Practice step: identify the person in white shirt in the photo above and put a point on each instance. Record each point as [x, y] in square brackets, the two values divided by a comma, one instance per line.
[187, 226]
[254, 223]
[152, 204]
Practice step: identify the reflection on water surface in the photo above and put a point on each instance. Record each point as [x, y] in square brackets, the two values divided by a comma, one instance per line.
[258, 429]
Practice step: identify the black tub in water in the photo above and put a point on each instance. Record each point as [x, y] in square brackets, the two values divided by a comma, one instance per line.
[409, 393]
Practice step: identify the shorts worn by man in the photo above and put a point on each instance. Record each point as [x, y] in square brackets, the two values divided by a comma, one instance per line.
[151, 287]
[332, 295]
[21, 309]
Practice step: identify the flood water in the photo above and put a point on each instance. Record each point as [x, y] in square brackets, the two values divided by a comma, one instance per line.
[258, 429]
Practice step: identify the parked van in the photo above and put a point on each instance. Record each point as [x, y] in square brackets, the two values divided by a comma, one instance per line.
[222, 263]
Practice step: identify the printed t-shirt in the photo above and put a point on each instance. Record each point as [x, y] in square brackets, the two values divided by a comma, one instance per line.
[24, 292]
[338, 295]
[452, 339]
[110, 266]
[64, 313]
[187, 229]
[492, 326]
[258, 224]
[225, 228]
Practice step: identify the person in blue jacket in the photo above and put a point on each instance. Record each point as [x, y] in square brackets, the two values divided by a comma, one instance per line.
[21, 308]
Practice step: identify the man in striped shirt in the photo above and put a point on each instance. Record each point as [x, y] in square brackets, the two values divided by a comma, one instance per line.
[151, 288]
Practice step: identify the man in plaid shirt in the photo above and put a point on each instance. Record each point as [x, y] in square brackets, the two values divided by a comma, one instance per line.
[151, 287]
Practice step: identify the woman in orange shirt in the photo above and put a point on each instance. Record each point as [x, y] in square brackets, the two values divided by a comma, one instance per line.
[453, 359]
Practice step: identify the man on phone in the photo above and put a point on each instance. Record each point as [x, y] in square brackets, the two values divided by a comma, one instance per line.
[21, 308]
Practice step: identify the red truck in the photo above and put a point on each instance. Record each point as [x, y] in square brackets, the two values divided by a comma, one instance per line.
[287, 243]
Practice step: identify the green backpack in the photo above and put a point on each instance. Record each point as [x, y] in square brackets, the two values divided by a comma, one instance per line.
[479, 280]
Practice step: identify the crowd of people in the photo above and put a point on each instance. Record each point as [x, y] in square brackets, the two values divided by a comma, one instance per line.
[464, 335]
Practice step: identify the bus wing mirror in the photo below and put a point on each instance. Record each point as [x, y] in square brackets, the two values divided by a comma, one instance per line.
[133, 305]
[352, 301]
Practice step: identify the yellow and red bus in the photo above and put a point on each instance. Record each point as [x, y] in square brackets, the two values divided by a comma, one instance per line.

======

**What to produce**
The entries above must be transcribed word for word.

**Answer for the task**
Practice step: identify the person in white shirt in the photo above and put a point on each instance. Record each point as [x, y] in square brackets, the two values divided by a comma, one instance per line.
[187, 226]
[254, 223]
[152, 204]
Practice step: identify the reflection on water surface in the photo above and put a point on each instance. Record each point as [x, y] in square brackets, the two values divided by a comma, one instance per line.
[258, 429]
Practice step: identify the black tub in water in the photo above and put a point on each instance. Record each point as [x, y] in square brackets, the two values divided by a comma, one instance per line.
[409, 393]
Practice step: identify the shorts worn by man in the photo above and put a point on each instance. Record each point as [x, y] in square brackets, the two values divided by a comma, one instance per line.
[151, 287]
[332, 295]
[21, 309]
Practice step: identify the flood water in the photo above and put a point on each instance. Record each point as [x, y] in square brackets, the two values divided by a comma, one instance per line.
[258, 429]
Practice step: identify the parked van in the photo above and put a point on each instance. Record each point as [x, y] in square brackets, the two values divided by a comma, one instance per line.
[222, 263]
Practice step: identify the printed t-shirt in the photo above and put a point on each instance. Record each point as [x, y] in square brackets, the two values divided by a comma, one instance per line.
[24, 292]
[338, 295]
[452, 339]
[110, 266]
[64, 313]
[187, 229]
[492, 326]
[258, 224]
[225, 228]
Practice step: identify the person in blue jacket in the photo above and put a point on each instance. Record each point as [x, y] in square brackets, the two values divided by a comma, one instance per line.
[21, 308]
Practice step: identify the man in striped shirt in the photo above and put a point on each instance. Record each point as [x, y] in square brackets, the two values divided by a comma, one instance per line.
[151, 288]
Practice step: identify the man in plaid shirt in the photo above and put a point on each instance. Record each point as [x, y] in square brackets, the two values divided by a comma, one instance per line.
[151, 287]
Practice step: identify the woman in orange shirt in the photo above and put a point on each instance. Record each point as [x, y] in square brackets, the two values divided by a comma, one instance per line.
[453, 359]
Practice step: identify the man on phone in the photo above and put a point on each instance. Record each point as [x, y] in square brackets, the two values divided by a comma, one instance per line.
[21, 308]
Practice step: identify the red truck in the photo above and put a point on each instance. Record each point as [x, y] in square brackets, the two values divided by a comma, one instance per line.
[287, 243]
Practice step: identify the green backpack in the photo above and put a point on each instance. Record each point as [x, y] in square brackets, the two values divided by a comma, one instance per line.
[479, 280]
Practice step: identify the crowd of people in the photo above and put a point on each instance. Record each point as [x, y] in square brackets, the two values divided by a comma, one instance per line.
[464, 335]
Practice step: identify the bus wing mirror in the photo below and put a point on each instance. Record each point as [x, y] in square brackets, the two values divided by a comma, one instance per line.
[133, 305]
[352, 301]
Practice step: identify the yellow and red bus in the photo above and put a point on each instance. Record each point as [x, y] in square brackets, the two values divided by a comma, one instance per line.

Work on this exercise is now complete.